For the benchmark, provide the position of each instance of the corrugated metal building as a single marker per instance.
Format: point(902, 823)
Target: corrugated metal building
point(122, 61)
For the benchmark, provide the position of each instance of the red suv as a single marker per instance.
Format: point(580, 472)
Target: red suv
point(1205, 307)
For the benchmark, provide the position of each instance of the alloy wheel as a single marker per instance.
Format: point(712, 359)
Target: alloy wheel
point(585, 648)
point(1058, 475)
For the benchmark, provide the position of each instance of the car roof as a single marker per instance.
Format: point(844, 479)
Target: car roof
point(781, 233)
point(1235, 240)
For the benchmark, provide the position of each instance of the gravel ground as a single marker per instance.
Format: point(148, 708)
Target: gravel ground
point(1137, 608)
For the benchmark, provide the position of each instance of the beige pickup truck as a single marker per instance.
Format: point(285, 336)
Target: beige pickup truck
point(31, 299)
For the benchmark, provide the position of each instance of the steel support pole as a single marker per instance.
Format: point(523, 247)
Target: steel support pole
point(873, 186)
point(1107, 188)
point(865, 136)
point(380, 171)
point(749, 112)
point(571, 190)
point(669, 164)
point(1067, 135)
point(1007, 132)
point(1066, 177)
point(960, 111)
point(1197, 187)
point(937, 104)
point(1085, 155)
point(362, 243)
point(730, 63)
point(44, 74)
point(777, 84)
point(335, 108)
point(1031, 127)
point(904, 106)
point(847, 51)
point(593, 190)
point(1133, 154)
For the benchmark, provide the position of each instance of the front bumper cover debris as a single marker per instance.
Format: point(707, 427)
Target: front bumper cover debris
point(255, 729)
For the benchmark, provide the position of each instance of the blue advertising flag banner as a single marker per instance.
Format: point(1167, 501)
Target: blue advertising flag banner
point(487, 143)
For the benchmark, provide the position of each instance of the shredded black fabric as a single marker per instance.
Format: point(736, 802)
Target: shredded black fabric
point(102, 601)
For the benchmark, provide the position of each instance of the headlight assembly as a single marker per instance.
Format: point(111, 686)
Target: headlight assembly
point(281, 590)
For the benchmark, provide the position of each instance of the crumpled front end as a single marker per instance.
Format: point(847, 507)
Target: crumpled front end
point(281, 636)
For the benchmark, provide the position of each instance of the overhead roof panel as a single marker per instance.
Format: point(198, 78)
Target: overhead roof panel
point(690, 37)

______________________________

OBJECTIVE. Please set out every line of the rows above as a numbered list, leaving out any blank lines.

THE RESPONSE.
1. For the benchmark, provide the position of each instance of the corrugated metal building as a single marker per instance.
2. Format: point(902, 823)
3. Target: corrugated metal building
4. point(122, 61)
5. For the benchmark, provide the position of each instance of the red suv as a single marker per instance.
6. Format: point(580, 472)
7. Target: red suv
8. point(1205, 307)
9. For the benchmark, provide the position of each instance of the alloy wheel as a single marker per instance.
10. Format: point(712, 359)
11. Target: alloy wheel
12. point(585, 648)
13. point(1058, 475)
14. For the benchmark, provide the position of each instance of the car roof as a single marker per instance.
15. Format: point(844, 479)
16. Target: car roof
17. point(781, 233)
18. point(1235, 240)
19. For the benchmark, provide the position of each instance of the gravel ground as a single marker per instance.
20. Format: point(148, 708)
21. Target: gravel ground
22. point(1137, 608)
23. For the benchmark, provide the position of each instance of the beige pickup truck as a single marker per instance.
24. Format: point(285, 336)
25. Target: beige pickup truck
26. point(31, 299)
27. For the benchmark, provide the position of each instance of the steel support pole as a single marker per instance.
28. Format: point(523, 247)
29. Target: steel support pole
30. point(873, 186)
31. point(1107, 188)
32. point(865, 136)
33. point(380, 171)
34. point(749, 112)
35. point(571, 190)
36. point(669, 164)
37. point(1067, 135)
38. point(1007, 132)
39. point(1066, 177)
40. point(960, 111)
41. point(1197, 187)
42. point(937, 104)
43. point(1085, 155)
44. point(362, 243)
45. point(730, 63)
46. point(44, 74)
47. point(777, 84)
48. point(335, 108)
49. point(1031, 127)
50. point(904, 106)
51. point(847, 51)
52. point(593, 190)
53. point(1133, 154)
54. For the benchmark, provide the position of each instance of the front bumper cover debris as a single marker per instance.
55. Format: point(707, 427)
56. Target: front bumper cover debris
57. point(255, 729)
58. For the benchmark, provide the position of each instance of the blue advertising flag banner as a single marker per instance.
59. Format: point(1167, 501)
60. Target: blue advertising flag banner
61. point(487, 143)
62. For the benchmark, provide the position of each instance of the shredded black fabric as a single marker per instance.
63. Format: point(736, 802)
64. Target: shredded black fabric
65. point(102, 601)
66. For the benchmark, provide the position of each instance of the headlight assembly as a single marker per instance.
67. Format: point(111, 686)
68. Target: headlight assembly
69. point(281, 590)
70. For the benchmark, provide the position of each instance of the crumpled front end as a single marker per instance.
71. Format: point(847, 507)
72. Target: crumpled front end
73. point(281, 636)
74. For the benchmark, provide the position of each instance of the overhead roof panel as a single marker per instance.
75. Format: point(198, 78)
76. Target: overhead roof panel
77. point(690, 37)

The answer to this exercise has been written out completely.